Extract Genomic Sequences

To better help biologists accessing genomics data, we integrated Sequence Extractor tool, located on SeqExtractor tab under Tools category.

Extract on the fly

User could select reference genome from the dropdown menu, and then provide a valid genomic coordinates including chromosome, start, end and strand, click Extract button, the result will be returned in the lower panel.

The coordinates here is 1-based.

Please also comply the naming convention of the reference genome chromosomes.

The chromosome names of Glycine max Williams 82 a4v1 use Gm as prefix, e.g. “Gm01”, while other genomes use Chr as prefix.

Batch Extracting

Batch extracting could also be achieved. User have to firstly choose reference genome from the drop-down menu mentioned above, then provide a valid BED file (max 500 rows) to the server. Please refer to BED wiki to ensure the format is correct. The first three columns (chr, start, end, both are 0-based) are mandatory, separated by tab. The fourth column indicates strand information, which is optional, server will extract sequence from plus strand by default. To generate BED input, user could use excel to export table as tab delimited text file.

The coordinates in BED file is 0-based.

The Submit button will be enabled when uploading finished. User could click the button to submit the job.

A notice will popup when extracting process is done, user could then click Download button to download the result.

§ Tasks to carry out
a. In the Sequence Extractor guide, what is the maximum number of rows a BED file may contain for batch extracting?
b. Say whether each statement agrees with the Sequence Extractor guide, giving yes or no and the deciding words of the guide: (i) Coordinates entered for on-the-fly extraction are 1-based. (ii) The strand column in a BED file must be provided. (iii) Chromosome names for Glycine max Williams 82 a4v1 use Chr as the prefix.
The lines that follow come from a different source.

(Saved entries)
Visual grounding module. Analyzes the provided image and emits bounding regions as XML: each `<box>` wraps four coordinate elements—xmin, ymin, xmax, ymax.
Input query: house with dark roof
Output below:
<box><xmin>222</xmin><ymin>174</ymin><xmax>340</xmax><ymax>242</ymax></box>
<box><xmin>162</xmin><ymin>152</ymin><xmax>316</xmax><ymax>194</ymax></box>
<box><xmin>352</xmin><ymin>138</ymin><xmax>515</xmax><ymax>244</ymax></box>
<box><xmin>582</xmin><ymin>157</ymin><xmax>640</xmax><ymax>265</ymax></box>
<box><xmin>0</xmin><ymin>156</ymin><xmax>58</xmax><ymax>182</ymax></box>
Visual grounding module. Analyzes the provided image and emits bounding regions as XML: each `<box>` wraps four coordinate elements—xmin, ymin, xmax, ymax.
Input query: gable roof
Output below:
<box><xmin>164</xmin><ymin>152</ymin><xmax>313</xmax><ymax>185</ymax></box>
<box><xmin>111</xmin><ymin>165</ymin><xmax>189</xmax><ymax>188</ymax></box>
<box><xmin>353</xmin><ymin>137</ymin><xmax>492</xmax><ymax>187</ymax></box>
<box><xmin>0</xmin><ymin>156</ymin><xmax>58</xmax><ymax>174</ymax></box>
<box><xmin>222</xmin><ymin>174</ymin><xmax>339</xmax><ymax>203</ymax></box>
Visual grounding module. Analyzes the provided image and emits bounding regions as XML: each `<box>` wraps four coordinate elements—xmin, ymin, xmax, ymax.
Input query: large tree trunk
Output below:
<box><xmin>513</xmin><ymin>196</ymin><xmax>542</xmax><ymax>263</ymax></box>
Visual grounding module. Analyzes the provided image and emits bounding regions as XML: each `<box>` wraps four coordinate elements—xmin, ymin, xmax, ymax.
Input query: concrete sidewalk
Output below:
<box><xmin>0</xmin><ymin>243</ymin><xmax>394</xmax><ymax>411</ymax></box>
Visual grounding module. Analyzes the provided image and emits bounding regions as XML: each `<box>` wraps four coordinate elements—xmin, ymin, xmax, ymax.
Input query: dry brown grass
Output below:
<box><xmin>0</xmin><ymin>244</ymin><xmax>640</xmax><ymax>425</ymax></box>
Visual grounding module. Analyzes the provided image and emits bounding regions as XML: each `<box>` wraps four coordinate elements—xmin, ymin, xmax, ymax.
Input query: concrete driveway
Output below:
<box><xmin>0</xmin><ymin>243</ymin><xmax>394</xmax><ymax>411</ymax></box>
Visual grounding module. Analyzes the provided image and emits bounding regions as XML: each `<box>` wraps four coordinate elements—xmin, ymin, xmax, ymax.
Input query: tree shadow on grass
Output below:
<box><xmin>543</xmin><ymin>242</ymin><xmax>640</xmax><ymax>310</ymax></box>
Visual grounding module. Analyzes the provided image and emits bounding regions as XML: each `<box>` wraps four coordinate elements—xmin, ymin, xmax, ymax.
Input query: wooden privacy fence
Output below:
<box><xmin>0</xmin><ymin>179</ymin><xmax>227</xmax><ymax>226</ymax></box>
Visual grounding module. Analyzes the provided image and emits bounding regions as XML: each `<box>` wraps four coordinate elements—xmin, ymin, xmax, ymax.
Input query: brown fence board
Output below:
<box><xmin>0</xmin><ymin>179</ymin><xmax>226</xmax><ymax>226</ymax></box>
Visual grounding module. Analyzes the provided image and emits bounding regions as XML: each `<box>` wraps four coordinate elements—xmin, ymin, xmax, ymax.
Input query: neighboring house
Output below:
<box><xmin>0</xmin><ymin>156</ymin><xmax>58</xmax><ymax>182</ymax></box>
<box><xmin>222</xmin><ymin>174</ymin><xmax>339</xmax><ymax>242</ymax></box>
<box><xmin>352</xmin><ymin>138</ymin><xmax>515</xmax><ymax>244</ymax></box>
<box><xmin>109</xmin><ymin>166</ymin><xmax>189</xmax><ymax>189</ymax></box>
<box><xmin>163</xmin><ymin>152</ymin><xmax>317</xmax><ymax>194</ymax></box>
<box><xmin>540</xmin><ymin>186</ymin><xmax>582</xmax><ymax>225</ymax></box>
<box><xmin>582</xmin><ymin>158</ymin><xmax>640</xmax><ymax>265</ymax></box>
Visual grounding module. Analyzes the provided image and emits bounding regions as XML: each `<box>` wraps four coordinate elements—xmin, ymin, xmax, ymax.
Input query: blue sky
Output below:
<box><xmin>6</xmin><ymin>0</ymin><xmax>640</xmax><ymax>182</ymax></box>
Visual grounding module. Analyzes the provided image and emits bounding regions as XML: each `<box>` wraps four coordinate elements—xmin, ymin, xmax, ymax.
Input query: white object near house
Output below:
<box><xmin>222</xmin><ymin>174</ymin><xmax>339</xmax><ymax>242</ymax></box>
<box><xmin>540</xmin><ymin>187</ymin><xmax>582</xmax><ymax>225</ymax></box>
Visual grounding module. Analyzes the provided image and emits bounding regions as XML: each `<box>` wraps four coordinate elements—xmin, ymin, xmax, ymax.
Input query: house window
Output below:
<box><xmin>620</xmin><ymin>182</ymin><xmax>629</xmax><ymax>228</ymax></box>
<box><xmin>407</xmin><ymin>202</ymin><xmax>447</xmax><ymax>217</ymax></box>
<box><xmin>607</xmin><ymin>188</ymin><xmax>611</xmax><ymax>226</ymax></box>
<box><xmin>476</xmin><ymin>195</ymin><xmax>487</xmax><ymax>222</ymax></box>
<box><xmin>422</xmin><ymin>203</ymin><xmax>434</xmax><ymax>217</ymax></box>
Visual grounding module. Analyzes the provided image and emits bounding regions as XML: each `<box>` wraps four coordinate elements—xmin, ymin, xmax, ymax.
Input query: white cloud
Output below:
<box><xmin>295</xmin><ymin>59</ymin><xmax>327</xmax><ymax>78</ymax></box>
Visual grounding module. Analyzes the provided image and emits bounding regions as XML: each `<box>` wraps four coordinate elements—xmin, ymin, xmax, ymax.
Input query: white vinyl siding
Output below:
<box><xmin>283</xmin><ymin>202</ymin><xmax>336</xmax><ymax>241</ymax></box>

* * *

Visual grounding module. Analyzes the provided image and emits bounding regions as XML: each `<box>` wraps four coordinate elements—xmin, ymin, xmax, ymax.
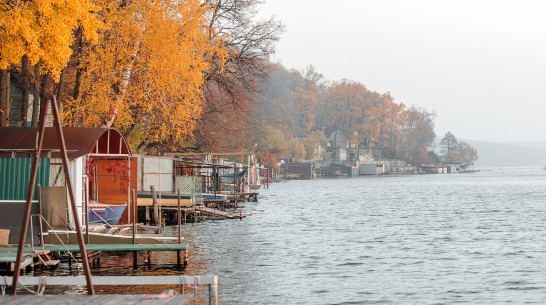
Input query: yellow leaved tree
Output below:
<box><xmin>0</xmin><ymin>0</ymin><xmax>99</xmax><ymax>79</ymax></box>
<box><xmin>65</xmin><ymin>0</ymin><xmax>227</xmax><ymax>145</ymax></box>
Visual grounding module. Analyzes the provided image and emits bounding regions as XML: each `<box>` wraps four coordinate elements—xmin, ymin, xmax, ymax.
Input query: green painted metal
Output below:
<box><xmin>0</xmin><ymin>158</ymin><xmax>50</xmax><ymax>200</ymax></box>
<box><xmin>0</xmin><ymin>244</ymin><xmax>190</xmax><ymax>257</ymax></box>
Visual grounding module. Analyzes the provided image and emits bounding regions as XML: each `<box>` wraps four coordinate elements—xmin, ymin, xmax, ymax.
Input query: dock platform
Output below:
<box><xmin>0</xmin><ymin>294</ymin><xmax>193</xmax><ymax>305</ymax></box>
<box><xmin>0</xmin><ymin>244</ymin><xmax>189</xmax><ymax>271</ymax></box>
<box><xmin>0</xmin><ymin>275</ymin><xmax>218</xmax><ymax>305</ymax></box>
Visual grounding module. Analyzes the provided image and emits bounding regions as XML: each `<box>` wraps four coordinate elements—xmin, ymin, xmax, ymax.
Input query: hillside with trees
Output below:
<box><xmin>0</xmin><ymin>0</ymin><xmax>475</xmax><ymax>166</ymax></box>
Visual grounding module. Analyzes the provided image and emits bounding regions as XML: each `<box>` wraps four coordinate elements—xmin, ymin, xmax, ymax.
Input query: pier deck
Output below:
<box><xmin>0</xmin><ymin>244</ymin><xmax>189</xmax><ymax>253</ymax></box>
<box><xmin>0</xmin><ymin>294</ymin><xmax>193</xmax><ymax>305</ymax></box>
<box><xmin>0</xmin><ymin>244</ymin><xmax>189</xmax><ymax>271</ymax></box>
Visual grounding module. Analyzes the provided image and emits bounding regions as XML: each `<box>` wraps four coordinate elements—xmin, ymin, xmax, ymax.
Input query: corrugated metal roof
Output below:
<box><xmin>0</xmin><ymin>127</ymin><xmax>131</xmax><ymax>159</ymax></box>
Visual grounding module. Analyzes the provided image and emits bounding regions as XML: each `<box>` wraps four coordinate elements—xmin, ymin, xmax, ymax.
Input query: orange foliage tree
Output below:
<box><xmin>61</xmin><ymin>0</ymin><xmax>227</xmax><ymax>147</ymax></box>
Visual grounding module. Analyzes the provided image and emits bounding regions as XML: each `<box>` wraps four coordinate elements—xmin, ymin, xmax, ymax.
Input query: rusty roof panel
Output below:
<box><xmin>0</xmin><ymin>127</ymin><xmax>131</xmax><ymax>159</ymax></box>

§ Your responses
a. 500 rows.

b.
(i) Yes: "The coordinates here is 1-based."
(ii) No: "The fourth column indicates strand information, which is optional"
(iii) No: "The chromosome names of Glycine max Williams 82 a4v1 use Gm as prefix"